⟨

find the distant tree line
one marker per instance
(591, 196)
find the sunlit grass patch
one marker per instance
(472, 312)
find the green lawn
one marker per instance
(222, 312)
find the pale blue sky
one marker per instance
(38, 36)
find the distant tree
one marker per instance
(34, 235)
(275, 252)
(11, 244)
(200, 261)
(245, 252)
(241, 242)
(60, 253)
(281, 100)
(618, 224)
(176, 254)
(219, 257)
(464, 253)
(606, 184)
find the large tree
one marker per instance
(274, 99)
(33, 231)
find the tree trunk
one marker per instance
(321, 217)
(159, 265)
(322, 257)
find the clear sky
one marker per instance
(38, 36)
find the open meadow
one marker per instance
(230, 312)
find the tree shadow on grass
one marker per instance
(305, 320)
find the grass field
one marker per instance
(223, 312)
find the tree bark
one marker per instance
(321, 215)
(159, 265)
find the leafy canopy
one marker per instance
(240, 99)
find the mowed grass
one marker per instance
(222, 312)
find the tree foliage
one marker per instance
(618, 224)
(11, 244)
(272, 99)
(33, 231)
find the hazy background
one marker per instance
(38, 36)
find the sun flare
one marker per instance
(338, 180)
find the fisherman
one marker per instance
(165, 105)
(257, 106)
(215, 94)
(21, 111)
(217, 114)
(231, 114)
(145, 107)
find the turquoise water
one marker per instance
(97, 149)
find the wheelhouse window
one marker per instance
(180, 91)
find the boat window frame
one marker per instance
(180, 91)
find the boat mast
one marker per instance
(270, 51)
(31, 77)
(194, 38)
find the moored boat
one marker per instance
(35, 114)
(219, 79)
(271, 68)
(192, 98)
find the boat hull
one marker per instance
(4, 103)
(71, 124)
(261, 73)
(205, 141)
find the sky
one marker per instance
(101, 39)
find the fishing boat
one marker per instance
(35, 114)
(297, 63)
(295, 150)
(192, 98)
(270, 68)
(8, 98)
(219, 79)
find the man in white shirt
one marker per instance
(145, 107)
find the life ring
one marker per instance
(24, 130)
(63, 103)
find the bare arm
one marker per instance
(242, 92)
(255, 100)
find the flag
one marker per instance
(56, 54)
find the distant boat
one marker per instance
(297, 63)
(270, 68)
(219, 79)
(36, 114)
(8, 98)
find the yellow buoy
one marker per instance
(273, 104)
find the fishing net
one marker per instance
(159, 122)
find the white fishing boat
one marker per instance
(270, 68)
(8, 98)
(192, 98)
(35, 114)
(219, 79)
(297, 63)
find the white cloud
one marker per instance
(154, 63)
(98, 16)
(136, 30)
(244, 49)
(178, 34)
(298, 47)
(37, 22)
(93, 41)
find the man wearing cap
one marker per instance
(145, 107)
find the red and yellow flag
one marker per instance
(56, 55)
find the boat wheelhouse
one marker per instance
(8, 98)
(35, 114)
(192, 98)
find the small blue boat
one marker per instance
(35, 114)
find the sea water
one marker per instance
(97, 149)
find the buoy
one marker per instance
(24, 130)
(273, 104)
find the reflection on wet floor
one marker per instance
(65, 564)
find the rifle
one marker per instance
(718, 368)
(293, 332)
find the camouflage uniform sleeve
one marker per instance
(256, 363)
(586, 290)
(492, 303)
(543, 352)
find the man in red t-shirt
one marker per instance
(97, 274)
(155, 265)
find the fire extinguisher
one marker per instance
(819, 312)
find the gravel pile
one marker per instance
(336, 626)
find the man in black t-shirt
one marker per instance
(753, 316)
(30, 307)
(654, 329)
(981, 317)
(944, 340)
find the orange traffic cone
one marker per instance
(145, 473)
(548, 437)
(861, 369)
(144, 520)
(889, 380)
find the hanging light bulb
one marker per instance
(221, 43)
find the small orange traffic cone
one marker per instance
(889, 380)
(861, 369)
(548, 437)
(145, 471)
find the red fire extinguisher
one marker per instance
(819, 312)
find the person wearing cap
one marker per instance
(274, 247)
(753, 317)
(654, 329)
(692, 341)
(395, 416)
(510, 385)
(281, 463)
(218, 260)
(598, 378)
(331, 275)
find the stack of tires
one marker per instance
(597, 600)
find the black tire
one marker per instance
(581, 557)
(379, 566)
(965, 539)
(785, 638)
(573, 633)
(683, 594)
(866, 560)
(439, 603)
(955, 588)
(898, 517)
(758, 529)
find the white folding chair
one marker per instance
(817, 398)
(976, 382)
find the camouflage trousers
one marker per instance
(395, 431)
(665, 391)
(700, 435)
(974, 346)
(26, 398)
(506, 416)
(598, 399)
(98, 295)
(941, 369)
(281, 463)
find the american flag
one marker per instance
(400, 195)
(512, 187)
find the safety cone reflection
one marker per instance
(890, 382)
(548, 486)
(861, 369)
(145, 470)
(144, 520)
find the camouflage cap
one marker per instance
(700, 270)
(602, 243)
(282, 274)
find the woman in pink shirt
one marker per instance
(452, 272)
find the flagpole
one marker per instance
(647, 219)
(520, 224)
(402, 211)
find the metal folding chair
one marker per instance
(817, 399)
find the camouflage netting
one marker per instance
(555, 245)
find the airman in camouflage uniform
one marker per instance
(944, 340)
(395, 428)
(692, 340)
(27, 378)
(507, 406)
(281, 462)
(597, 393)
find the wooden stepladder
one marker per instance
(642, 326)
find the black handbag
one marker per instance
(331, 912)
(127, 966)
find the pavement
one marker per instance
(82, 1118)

⟩

All the data is to be copied over exactly as it stands.

find the distant tree line
one marker per instance
(591, 196)
find the sunlit grass patch
one marker per instance
(472, 312)
find the green lawn
one marker per instance
(222, 312)
find the pale blue sky
one marker per instance
(38, 36)
find the distant tree
one marker per instance
(34, 235)
(275, 252)
(11, 244)
(200, 261)
(245, 252)
(241, 242)
(60, 253)
(281, 100)
(618, 224)
(176, 254)
(219, 257)
(464, 253)
(606, 184)
find the large tree
one marker per instance
(274, 99)
(33, 231)
find the tree trunk
one marker per instance
(321, 217)
(159, 265)
(322, 257)
find the clear sky
one marker per instance
(38, 36)
find the open meadow
one marker per instance
(230, 312)
find the tree shadow on grass
one marker per instance
(305, 320)
find the grass field
one marker per instance
(223, 312)
find the tree bark
one marker per instance
(321, 215)
(159, 265)
find the leafy canopy
one marker per instance
(240, 99)
find the mowed grass
one marker per instance
(222, 312)
find the tree foliage
one marker per instance
(618, 224)
(11, 244)
(272, 99)
(33, 231)
find the hazy background
one marker per instance
(38, 36)
find the sun flare
one marker per instance
(338, 180)
find the fisherman
one marker per instance
(165, 105)
(257, 106)
(215, 94)
(21, 111)
(217, 114)
(231, 114)
(145, 107)
find the turquoise water
one marker per instance
(97, 149)
find the wheelhouse window
one marker per instance
(180, 91)
find the boat window frame
one marker per instance
(180, 91)
find the boat mast
one marker per instance
(270, 51)
(31, 77)
(194, 38)
find the moored boat
one marker per instance
(35, 114)
(219, 79)
(271, 68)
(192, 98)
find the boat hull
one marker per instance
(4, 103)
(71, 124)
(261, 73)
(205, 141)
find the sky
one marker per instance
(101, 39)
find the fishing boat
one marker per instance
(35, 114)
(297, 63)
(295, 150)
(192, 98)
(270, 68)
(8, 98)
(219, 79)
find the man in white shirt
one marker per instance
(145, 107)
find the life ring
one marker per instance
(24, 130)
(63, 103)
find the bare arm
one marker per instance
(242, 92)
(255, 100)
find the flag
one marker per instance
(56, 54)
find the distant boat
one marker per instance
(297, 63)
(270, 68)
(219, 79)
(36, 114)
(8, 98)
find the yellow buoy
one marker per instance
(273, 104)
find the fishing net
one marker per instance
(159, 122)
find the white fishing boat
one marker per instance
(270, 68)
(8, 98)
(192, 98)
(35, 114)
(219, 79)
(297, 63)
find the white cloud
one marker per instance
(154, 63)
(98, 16)
(136, 30)
(244, 49)
(178, 34)
(298, 47)
(37, 22)
(93, 41)
find the man wearing cap
one marker per instance
(145, 107)
find the red and yellow flag
one marker per instance
(56, 55)
find the boat wheelhouse
one marker per instance
(8, 98)
(35, 114)
(192, 98)
find the small blue boat
one marker per instance
(35, 114)
find the sea water
one marker per instance
(97, 149)
find the buoy
one marker per instance
(24, 130)
(273, 104)
find the reflection on wet floor
one marker per instance
(65, 564)
find the rifle
one marker per instance
(718, 368)
(293, 332)
find the camouflage uniform sleeve
one marker per instance
(256, 363)
(586, 290)
(492, 303)
(543, 352)
find the man in red t-shirt
one marker per instance
(97, 274)
(155, 265)
find the fire extinguisher
one marker per instance
(819, 312)
find the gravel pile
one marker per instance
(336, 626)
find the man in black t-shirt
one marker per instance
(753, 316)
(30, 307)
(654, 329)
(981, 317)
(944, 340)
find the orange traffic cone
one marker per instance
(145, 473)
(548, 437)
(861, 369)
(144, 520)
(889, 380)
find the hanging light bulb
one marker per instance
(221, 43)
find the small orange traffic cone
one marker per instance
(889, 380)
(861, 369)
(548, 437)
(145, 471)
find the red fire extinguisher
one marker per instance
(819, 312)
find the person wearing cap
one marker per instance
(274, 247)
(753, 317)
(654, 329)
(692, 341)
(395, 416)
(510, 385)
(281, 463)
(218, 260)
(598, 378)
(331, 275)
find the stack of tires
one marker per instance
(597, 600)
find the black tire
one marker per instance
(581, 557)
(379, 566)
(965, 539)
(785, 638)
(573, 633)
(683, 594)
(866, 560)
(439, 603)
(955, 588)
(898, 517)
(758, 529)
find the white folding chair
one marker per instance
(817, 398)
(976, 382)
find the camouflage trousers
one marker per instance
(395, 431)
(665, 391)
(700, 435)
(974, 346)
(26, 398)
(506, 416)
(598, 399)
(98, 295)
(941, 369)
(281, 463)
find the american flag
one marker per instance
(400, 195)
(512, 187)
find the safety cone reflection
one marker per instance
(890, 382)
(548, 486)
(861, 369)
(145, 470)
(144, 520)
find the camouflage cap
one marker per instance
(700, 270)
(602, 243)
(282, 274)
find the woman in pink shirt
one marker per instance
(452, 272)
find the flagpole
one marker per instance
(647, 219)
(520, 224)
(402, 211)
find the metal folding chair
one marker per instance
(817, 399)
find the camouflage netting
one marker per instance
(555, 245)
find the airman in camouflage uniform
one marker per instance
(944, 340)
(395, 428)
(692, 340)
(27, 378)
(507, 406)
(281, 462)
(597, 393)
find the wooden stepladder
one marker per instance
(642, 326)
find the black handbag
one marker per instance
(331, 912)
(127, 966)
find the pavement
one marker per instance
(82, 1118)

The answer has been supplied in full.